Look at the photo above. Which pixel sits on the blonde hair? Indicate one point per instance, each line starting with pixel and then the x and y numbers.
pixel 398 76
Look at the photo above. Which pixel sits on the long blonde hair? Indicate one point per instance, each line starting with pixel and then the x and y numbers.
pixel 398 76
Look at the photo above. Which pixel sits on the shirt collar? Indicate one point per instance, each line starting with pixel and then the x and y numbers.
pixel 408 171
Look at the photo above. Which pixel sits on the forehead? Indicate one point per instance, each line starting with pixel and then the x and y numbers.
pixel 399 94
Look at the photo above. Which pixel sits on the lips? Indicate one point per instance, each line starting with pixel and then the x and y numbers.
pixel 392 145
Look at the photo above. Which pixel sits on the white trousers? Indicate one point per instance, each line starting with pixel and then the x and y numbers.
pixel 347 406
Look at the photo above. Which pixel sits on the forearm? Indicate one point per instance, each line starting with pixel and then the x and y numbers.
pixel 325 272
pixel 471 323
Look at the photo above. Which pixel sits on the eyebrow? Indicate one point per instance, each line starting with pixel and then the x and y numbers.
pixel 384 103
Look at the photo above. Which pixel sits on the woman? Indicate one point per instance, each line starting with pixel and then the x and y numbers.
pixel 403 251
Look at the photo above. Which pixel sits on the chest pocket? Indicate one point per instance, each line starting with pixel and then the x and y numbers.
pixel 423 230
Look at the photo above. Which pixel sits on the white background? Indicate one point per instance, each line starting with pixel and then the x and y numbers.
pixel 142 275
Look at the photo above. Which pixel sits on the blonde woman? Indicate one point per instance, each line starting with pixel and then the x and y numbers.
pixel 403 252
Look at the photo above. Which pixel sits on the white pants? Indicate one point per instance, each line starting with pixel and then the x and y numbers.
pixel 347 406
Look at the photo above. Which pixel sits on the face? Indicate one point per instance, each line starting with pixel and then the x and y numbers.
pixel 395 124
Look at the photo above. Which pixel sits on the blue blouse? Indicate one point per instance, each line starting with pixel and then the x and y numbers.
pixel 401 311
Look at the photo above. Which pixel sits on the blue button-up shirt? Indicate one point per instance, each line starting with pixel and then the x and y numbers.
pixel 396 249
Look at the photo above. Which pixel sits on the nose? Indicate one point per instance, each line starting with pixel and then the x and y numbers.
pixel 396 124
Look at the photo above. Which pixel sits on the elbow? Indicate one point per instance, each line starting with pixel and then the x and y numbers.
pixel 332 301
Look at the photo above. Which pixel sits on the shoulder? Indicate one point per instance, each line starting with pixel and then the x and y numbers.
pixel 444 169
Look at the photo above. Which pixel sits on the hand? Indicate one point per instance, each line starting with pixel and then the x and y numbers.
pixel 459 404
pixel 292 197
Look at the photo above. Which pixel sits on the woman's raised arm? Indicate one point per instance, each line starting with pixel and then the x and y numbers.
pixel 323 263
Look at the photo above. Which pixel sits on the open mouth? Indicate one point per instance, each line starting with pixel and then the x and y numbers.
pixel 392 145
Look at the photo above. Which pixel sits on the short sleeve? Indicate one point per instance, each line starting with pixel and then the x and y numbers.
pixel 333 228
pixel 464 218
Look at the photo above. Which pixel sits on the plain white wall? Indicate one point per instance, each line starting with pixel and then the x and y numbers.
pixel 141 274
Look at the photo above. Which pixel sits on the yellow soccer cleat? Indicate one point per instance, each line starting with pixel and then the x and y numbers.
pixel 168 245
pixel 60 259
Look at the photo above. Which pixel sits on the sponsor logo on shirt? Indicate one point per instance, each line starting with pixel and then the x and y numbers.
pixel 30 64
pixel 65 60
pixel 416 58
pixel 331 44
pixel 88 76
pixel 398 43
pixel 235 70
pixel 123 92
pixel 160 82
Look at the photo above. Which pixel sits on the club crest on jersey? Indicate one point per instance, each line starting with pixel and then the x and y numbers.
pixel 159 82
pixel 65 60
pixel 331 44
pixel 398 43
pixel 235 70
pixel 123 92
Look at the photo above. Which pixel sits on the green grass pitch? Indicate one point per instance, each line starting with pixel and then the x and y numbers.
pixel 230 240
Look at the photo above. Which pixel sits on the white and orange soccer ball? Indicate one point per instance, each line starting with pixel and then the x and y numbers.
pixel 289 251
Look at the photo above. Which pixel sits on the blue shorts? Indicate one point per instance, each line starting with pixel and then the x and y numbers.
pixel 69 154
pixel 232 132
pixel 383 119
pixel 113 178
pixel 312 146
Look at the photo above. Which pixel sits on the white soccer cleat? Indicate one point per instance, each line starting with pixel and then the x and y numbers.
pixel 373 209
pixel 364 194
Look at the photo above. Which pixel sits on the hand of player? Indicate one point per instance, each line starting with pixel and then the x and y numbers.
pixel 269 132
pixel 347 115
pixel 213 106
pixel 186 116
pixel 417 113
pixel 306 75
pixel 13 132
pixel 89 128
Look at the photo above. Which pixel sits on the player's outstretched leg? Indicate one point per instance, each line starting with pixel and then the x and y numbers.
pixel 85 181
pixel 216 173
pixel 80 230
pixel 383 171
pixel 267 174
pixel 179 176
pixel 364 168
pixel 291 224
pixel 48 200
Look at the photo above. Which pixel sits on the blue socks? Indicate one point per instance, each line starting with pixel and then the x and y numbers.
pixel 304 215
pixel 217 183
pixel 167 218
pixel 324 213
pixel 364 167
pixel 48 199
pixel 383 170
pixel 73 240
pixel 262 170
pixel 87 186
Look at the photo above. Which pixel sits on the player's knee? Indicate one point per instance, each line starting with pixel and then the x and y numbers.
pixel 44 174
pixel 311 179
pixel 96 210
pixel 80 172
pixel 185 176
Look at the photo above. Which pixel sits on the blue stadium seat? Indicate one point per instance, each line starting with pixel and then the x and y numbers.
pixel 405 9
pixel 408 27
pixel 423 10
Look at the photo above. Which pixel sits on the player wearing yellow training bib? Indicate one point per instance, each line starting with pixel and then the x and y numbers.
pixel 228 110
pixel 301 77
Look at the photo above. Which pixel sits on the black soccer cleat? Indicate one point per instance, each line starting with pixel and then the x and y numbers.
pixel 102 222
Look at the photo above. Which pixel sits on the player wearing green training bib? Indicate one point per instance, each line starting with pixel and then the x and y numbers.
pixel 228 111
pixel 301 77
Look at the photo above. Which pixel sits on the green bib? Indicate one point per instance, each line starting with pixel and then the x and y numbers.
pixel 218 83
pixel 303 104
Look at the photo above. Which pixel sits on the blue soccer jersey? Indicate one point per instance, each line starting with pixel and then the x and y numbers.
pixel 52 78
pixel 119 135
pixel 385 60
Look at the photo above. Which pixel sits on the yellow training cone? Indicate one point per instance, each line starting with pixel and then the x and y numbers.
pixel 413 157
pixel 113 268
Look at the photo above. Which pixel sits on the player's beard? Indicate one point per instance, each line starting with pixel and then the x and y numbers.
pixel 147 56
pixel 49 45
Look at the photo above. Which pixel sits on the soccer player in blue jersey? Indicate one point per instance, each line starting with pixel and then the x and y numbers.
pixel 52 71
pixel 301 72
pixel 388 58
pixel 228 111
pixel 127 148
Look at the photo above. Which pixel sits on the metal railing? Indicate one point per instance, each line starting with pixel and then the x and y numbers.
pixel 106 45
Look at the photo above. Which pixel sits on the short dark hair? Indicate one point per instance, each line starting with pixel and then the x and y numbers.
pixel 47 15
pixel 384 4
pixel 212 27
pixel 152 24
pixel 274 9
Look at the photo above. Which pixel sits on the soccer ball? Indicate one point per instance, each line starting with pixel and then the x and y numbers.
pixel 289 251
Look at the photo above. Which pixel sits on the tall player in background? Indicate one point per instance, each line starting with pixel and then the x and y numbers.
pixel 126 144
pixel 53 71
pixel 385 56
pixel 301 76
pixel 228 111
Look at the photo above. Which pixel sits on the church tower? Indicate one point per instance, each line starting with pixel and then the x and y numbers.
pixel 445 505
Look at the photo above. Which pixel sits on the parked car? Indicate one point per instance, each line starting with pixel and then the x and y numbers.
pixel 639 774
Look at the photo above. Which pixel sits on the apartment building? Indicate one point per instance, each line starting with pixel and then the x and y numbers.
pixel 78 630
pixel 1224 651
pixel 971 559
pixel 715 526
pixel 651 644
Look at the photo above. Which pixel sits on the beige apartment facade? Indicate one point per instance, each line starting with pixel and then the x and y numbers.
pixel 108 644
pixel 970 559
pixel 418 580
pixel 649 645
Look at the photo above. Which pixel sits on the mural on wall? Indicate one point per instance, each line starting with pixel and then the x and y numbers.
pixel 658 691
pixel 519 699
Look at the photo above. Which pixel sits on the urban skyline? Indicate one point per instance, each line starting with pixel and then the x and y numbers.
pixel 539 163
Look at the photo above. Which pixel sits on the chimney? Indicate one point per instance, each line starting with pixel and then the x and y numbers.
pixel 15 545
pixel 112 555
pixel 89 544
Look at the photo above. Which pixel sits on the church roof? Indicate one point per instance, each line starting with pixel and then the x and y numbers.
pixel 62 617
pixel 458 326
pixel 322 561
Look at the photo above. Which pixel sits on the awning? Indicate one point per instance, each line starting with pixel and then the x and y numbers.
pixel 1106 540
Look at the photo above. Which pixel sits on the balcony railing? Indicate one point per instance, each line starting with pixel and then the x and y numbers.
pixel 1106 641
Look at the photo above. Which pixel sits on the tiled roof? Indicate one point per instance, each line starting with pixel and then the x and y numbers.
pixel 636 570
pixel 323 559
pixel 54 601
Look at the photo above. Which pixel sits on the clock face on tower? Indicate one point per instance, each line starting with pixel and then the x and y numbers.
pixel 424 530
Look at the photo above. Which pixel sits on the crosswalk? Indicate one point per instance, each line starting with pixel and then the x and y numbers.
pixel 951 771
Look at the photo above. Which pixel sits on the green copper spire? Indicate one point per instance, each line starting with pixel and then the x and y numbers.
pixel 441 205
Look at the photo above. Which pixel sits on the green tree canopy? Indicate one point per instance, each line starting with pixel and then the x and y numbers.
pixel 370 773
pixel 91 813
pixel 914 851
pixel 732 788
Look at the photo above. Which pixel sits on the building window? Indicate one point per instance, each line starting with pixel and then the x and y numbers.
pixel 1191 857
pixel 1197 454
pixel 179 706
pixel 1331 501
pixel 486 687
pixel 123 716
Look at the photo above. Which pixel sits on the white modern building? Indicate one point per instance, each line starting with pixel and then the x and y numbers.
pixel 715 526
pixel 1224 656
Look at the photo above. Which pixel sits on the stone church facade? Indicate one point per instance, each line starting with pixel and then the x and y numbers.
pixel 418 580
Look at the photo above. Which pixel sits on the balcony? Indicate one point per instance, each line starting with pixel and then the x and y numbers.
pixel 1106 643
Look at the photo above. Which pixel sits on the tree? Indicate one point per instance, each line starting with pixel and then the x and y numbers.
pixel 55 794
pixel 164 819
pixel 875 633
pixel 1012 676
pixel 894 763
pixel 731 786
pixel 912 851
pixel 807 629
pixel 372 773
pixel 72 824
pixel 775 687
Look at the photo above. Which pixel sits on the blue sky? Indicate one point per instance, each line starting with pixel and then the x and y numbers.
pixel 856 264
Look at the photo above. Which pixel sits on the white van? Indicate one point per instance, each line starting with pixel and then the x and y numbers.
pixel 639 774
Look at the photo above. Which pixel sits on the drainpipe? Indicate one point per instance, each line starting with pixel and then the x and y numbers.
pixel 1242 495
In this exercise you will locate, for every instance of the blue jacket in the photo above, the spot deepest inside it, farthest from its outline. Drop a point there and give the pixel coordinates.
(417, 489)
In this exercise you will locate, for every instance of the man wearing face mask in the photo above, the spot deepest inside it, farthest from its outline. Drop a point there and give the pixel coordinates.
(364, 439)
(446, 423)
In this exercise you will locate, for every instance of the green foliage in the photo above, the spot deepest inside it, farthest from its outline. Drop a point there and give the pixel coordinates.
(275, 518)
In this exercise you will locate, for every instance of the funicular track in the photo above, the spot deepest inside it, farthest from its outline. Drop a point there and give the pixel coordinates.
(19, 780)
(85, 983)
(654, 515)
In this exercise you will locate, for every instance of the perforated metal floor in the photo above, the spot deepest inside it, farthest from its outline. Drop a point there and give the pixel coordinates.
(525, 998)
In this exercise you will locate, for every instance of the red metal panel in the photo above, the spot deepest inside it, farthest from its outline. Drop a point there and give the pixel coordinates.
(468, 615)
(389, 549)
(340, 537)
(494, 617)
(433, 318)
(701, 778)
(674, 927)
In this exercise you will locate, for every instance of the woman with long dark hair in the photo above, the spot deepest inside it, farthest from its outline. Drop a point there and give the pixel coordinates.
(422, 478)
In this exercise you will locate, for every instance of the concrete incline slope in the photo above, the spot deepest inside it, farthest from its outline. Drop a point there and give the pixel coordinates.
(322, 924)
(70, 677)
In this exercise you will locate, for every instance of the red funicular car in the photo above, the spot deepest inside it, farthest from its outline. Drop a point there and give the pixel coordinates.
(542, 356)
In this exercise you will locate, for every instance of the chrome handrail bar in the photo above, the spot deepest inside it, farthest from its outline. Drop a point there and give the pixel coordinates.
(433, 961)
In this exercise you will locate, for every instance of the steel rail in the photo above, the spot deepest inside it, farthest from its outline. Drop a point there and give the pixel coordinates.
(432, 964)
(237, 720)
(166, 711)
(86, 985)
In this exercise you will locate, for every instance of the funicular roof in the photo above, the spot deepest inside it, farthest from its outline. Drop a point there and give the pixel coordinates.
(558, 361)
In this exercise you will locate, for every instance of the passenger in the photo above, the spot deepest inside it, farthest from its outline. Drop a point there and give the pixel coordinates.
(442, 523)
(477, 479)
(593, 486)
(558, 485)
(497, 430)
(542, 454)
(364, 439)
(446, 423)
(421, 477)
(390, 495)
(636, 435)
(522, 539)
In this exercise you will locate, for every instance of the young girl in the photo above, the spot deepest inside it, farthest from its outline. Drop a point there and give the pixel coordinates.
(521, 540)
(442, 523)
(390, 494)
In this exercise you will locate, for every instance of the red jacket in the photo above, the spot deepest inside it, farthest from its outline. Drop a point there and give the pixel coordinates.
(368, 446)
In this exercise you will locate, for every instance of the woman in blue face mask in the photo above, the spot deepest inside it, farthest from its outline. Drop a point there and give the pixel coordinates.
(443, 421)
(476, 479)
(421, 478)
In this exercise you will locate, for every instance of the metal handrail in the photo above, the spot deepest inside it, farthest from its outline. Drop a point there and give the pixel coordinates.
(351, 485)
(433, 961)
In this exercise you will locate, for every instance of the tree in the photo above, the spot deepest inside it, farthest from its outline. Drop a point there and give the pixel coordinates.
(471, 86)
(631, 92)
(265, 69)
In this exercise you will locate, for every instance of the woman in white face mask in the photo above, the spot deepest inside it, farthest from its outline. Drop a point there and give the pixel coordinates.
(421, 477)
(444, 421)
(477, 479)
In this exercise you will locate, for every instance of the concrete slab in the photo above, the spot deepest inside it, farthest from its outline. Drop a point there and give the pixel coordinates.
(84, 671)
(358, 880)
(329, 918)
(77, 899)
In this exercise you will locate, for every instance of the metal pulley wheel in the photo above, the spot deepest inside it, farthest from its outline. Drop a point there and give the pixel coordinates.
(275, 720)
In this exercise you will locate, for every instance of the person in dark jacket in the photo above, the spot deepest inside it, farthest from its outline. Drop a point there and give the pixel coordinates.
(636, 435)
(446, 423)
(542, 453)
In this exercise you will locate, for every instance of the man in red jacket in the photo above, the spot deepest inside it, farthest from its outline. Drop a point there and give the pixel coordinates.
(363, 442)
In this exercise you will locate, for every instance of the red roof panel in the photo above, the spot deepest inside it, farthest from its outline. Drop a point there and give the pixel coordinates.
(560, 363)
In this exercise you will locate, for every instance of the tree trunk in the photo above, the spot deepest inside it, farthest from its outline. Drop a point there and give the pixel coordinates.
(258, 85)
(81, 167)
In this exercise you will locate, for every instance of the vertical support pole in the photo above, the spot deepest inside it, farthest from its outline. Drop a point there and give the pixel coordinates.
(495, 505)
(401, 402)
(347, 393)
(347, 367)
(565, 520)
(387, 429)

▶ Set task
Turn the items from the start through the line that contains "pixel 408 171" into a two-column CSV with the columns text and answer, one row per item. Put each value in one quoted field, with line breaks replaced by spaces.

▶ Task solution
text,answer
"Look at the photo above. Which pixel sits on the blonde hair? Indicate one point per instance, each line starting with pixel and then the x and y numbers.","pixel 398 76"
"Look at the photo above. Which pixel sits on the long blonde hair? Indicate one point per instance, each line starting with pixel and then the x and y numbers.","pixel 398 76"
"Look at the photo above. Which pixel sits on the shirt collar? Indicate one point per instance, each line starting with pixel and then the x and y numbers.","pixel 408 171"